OBJECTIVE
According to the blog post on hyperbole in enterprise software marketing, what are the reasons a company should buy enterprise business software? List every one.
-- begin TEXT PROVIDED --
Posted in Control tower, Control Tower Concepts, Demand management


Has hyperbole in enterprise software marketing gone beyond the point of no return?

Published June 18th, 2012 by Kirk Munroe 2 Comments

HyperboleI was recently reading an excellent blog post from Josh Greenbaum, where he had a great take on Larry Ellison undermining Oracle’s Cloud strategy (and execution) with his outlandish statements.  Although not explicitly the point Josh was making, it did make me think that the marketing of enterprise software may have gone too far to ever come back.

Up front, at times I may have been guilty of over stating the value of software in the past … although I am confident that those cases were few and far between and certainly not intentional!

Joking aside, I think a lot of the hyperbole in enterprise software marketing is unintentional.  To be a little more cynical, maybe it is more accurate to call it “ignorant.”  Let’s face it, the people marketing the software rarely, if ever, use it at all and even more rarely have used it as intended in production.  This is also not anyone’s fault.  The majority of enterprise software is intended to solve problems and enable processes that are not relevant to the company producing the software.

Another interesting phenomenon is that so many prospects expect the software vendor they are evaluating to provide competitive intelligence on the other vendors.  Interesting in that the request is aimed at the least unbiased source on the planet, and also interesting because virtually every ethics (and legal) code would state that the software company should not even have been looking at a competitor’s product in the first place.

Another of the main drivers of the hyperbole in enterprise software marketing comes through the RFI/RFP/RFQ process and product bake-offs where features are being requested by IT that will never be used by the business users in production.  So many companies still issue RFPs and product bake-offs (e.g. POCs, customer demos, etc.) for software.  Everyone on both sides of this equation knows that the answers will likely not be a big driver in the decision (and often may not get read – sometimes the questions themselves aren’t read before issuing!), but that every vendor is expected to offer at least a “conditional yes” to each and every answer, leading to massive stretching of the truth.

Last of the drivers, at least for the sake of getting through this blog, is that big enterprise software companies keep buying so many smaller software companies that the task of messaging what each piece does on its own and as part of a greater “solution” is more complicated than creating a cold fusion reactor.

This all leads to the question posed in the title, “Has hyperbole in enterprise software marketing gone beyond the point of no return?”

I expect it will surprise no one that I have a strong opinion on this, after all, why would I have bothered with the blog in the first place.  The answer is a … drum roll please … YES.  But like every one-word answer to a complex question, there is a “but” or in this case, an “unless.”  The “unless” is “unless businesses completely change the way they purchase enterprise business software.”

Companies need to remember the reason they are buying enterprise business software in the first place.  The only reason they are – or at least should be – buying software in this category is some combination of:

a) enabling a business process that they could not do previously,
b) making an existing process better or
c) tackling new business problems in a manner that was previously impossible.

With this in mind, why would I not be buying a complete solution to the problem?  Some recent surveys that I have seen are already showing a big shift in anticipated buying behavior from the still prevalent buying “on-premises” software and skipping the logical next step of buying “on-demand” software and going all the way to outsourcing the process completely.
-- end TEXT PROVIDED --
-- begin DATA LISTING --
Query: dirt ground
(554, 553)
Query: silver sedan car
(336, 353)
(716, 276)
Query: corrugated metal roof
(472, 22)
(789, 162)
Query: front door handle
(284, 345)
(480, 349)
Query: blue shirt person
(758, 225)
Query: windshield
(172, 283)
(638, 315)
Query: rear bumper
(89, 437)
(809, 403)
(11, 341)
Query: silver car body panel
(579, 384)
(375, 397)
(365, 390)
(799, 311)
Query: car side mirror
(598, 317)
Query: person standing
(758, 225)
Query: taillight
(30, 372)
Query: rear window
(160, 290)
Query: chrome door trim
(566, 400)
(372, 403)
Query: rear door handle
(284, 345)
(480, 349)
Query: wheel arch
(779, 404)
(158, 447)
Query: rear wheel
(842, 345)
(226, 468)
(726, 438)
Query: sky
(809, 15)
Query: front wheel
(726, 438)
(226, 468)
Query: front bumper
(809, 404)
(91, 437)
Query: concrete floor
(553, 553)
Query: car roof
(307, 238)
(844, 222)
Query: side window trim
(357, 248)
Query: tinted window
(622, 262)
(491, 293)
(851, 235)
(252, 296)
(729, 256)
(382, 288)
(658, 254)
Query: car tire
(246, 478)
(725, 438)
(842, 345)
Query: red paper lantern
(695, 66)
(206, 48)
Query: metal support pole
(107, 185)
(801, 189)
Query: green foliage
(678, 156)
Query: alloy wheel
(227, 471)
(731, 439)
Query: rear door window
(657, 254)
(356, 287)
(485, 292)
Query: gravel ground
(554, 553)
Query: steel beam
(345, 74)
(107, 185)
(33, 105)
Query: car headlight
-- end DATA LISTING --
OUTPUT OF THE EXERCISE
1. Enabling a business process that the company could not do previously.
2. Making an existing process better.
3. Tackling new business problems in a manner that was previously impossible.